What you have to do :: Repeat every record below exactly, omitting any pictures.

Dataset ::
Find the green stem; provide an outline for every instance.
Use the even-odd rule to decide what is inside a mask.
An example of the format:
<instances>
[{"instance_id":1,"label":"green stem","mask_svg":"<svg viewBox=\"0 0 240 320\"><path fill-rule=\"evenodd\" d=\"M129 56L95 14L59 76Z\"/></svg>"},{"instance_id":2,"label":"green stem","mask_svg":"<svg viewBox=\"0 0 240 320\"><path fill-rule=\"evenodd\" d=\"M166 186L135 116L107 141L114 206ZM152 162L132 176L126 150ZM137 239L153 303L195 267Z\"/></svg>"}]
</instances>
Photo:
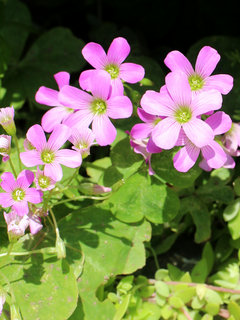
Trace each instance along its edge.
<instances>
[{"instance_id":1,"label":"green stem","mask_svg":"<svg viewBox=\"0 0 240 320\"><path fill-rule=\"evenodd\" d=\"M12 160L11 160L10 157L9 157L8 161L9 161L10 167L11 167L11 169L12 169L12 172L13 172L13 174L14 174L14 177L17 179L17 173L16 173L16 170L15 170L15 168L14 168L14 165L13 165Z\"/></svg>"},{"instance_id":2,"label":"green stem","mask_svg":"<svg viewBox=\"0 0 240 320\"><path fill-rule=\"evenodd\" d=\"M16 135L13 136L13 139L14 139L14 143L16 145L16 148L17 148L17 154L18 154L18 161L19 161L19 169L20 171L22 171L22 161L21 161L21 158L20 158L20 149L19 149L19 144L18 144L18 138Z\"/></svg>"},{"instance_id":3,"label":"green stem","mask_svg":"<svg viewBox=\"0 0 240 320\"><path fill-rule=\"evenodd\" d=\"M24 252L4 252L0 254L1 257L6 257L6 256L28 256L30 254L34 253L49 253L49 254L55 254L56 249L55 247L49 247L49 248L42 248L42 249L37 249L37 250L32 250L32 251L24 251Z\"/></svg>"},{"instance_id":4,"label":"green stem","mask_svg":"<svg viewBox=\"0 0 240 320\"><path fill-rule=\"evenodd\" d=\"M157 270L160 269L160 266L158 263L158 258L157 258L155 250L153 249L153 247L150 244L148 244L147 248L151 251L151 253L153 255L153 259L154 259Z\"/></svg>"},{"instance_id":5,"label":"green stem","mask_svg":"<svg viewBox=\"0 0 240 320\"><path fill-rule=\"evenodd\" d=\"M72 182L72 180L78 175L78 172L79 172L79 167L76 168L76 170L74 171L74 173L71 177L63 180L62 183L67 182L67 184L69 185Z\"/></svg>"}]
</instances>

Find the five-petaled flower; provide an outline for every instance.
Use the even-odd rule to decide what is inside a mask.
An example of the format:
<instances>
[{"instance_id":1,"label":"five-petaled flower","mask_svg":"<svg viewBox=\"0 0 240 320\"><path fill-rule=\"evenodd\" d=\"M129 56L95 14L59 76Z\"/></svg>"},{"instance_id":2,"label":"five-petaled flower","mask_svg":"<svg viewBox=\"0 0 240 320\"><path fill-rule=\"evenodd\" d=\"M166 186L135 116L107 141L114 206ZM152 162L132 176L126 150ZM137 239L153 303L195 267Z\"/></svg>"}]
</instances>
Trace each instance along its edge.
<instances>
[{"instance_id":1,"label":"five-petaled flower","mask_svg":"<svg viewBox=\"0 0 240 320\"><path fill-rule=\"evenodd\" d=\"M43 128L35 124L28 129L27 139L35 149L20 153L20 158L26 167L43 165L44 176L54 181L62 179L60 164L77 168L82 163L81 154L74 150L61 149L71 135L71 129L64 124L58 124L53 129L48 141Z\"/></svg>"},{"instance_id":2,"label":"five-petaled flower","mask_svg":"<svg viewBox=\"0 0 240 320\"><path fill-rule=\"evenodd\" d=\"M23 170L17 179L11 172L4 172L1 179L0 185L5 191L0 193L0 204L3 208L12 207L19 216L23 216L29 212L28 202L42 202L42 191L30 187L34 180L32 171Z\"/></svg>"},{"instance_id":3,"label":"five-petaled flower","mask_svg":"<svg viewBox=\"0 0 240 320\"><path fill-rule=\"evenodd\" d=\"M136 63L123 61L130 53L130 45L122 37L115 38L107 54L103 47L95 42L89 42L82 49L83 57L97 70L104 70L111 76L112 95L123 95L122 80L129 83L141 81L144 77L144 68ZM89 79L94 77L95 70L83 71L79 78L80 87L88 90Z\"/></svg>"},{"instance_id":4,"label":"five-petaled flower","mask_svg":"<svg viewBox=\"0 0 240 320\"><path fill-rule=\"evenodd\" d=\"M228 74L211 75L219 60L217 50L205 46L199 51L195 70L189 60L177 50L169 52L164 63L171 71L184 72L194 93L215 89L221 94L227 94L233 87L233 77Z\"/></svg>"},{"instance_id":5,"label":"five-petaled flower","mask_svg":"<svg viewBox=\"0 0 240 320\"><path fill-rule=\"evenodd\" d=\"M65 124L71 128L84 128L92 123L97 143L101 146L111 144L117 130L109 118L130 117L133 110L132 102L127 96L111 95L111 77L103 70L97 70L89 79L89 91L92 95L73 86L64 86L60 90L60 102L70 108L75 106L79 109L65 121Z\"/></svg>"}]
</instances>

Answer to the exercise ::
Find the green stem; provide an outline for every instance.
Use the even-odd rule to decide what is inside a mask.
An example of the format:
<instances>
[{"instance_id":1,"label":"green stem","mask_svg":"<svg viewBox=\"0 0 240 320\"><path fill-rule=\"evenodd\" d=\"M129 56L95 14L59 76Z\"/></svg>"},{"instance_id":2,"label":"green stem","mask_svg":"<svg viewBox=\"0 0 240 320\"><path fill-rule=\"evenodd\" d=\"M166 186L135 116L107 141L114 206ZM152 162L132 176L126 150ZM137 239L153 303L195 267Z\"/></svg>"}]
</instances>
Photo:
Trace each instance along its edge.
<instances>
[{"instance_id":1,"label":"green stem","mask_svg":"<svg viewBox=\"0 0 240 320\"><path fill-rule=\"evenodd\" d=\"M12 160L11 160L10 157L9 157L8 161L9 161L10 167L11 167L11 169L12 169L12 172L13 172L13 174L14 174L14 177L17 179L17 173L16 173L16 170L15 170L15 168L14 168L14 165L13 165Z\"/></svg>"},{"instance_id":2,"label":"green stem","mask_svg":"<svg viewBox=\"0 0 240 320\"><path fill-rule=\"evenodd\" d=\"M16 135L13 136L13 139L14 139L14 143L16 145L16 148L17 148L17 154L18 154L18 161L19 161L19 169L20 171L22 171L22 161L21 161L21 158L20 158L20 149L19 149L19 144L18 144L18 138Z\"/></svg>"},{"instance_id":3,"label":"green stem","mask_svg":"<svg viewBox=\"0 0 240 320\"><path fill-rule=\"evenodd\" d=\"M24 252L4 252L0 254L1 257L6 257L6 256L28 256L30 254L34 253L49 253L49 254L55 254L56 249L55 247L49 247L49 248L42 248L42 249L37 249L37 250L32 250L32 251L24 251Z\"/></svg>"},{"instance_id":4,"label":"green stem","mask_svg":"<svg viewBox=\"0 0 240 320\"><path fill-rule=\"evenodd\" d=\"M157 270L160 269L160 266L158 263L158 258L157 258L155 250L153 249L153 247L150 244L148 244L147 248L151 251L151 253L153 255L153 259L154 259Z\"/></svg>"},{"instance_id":5,"label":"green stem","mask_svg":"<svg viewBox=\"0 0 240 320\"><path fill-rule=\"evenodd\" d=\"M72 182L72 180L78 175L78 172L79 172L79 167L76 168L76 170L74 171L74 173L71 177L63 180L62 183L67 182L67 184L69 185Z\"/></svg>"}]
</instances>

Find the five-petaled flower; provide an outline for every instance.
Use the even-odd rule to decide what is inside a mask.
An example of the format:
<instances>
[{"instance_id":1,"label":"five-petaled flower","mask_svg":"<svg viewBox=\"0 0 240 320\"><path fill-rule=\"evenodd\" d=\"M129 56L95 14L59 76Z\"/></svg>"},{"instance_id":2,"label":"five-petaled flower","mask_svg":"<svg viewBox=\"0 0 240 320\"><path fill-rule=\"evenodd\" d=\"M166 186L135 116L107 141L114 206ZM152 162L132 176L126 150ZM137 239L153 303L195 267Z\"/></svg>"}]
</instances>
Trace each instance along its edge.
<instances>
[{"instance_id":1,"label":"five-petaled flower","mask_svg":"<svg viewBox=\"0 0 240 320\"><path fill-rule=\"evenodd\" d=\"M43 128L35 124L28 129L27 139L35 149L20 153L20 158L26 167L43 165L44 176L54 181L62 179L60 164L77 168L82 163L81 154L74 150L61 149L71 135L71 129L64 124L58 124L53 129L48 141Z\"/></svg>"},{"instance_id":2,"label":"five-petaled flower","mask_svg":"<svg viewBox=\"0 0 240 320\"><path fill-rule=\"evenodd\" d=\"M23 170L17 179L11 172L4 172L1 179L0 185L5 191L0 193L0 204L3 208L12 207L19 216L23 216L29 212L28 202L42 202L42 191L30 187L34 180L32 171Z\"/></svg>"},{"instance_id":3,"label":"five-petaled flower","mask_svg":"<svg viewBox=\"0 0 240 320\"><path fill-rule=\"evenodd\" d=\"M136 63L123 61L130 53L130 45L122 37L115 38L107 54L103 47L95 42L89 42L82 49L83 57L97 70L104 70L111 76L112 95L123 95L122 80L129 83L141 81L144 77L144 68ZM89 79L94 77L95 70L83 71L79 78L80 87L88 90Z\"/></svg>"},{"instance_id":4,"label":"five-petaled flower","mask_svg":"<svg viewBox=\"0 0 240 320\"><path fill-rule=\"evenodd\" d=\"M228 74L211 75L219 60L217 50L205 46L199 51L195 70L189 60L177 50L169 52L164 63L171 71L184 72L194 93L215 89L221 94L227 94L233 87L233 77Z\"/></svg>"},{"instance_id":5,"label":"five-petaled flower","mask_svg":"<svg viewBox=\"0 0 240 320\"><path fill-rule=\"evenodd\" d=\"M65 124L71 128L84 128L92 123L97 143L101 146L111 144L117 130L109 118L130 117L133 110L132 102L127 96L111 95L111 77L103 70L97 70L89 79L89 91L92 95L73 86L64 86L60 90L60 102L70 108L75 106L79 109L65 121Z\"/></svg>"}]
</instances>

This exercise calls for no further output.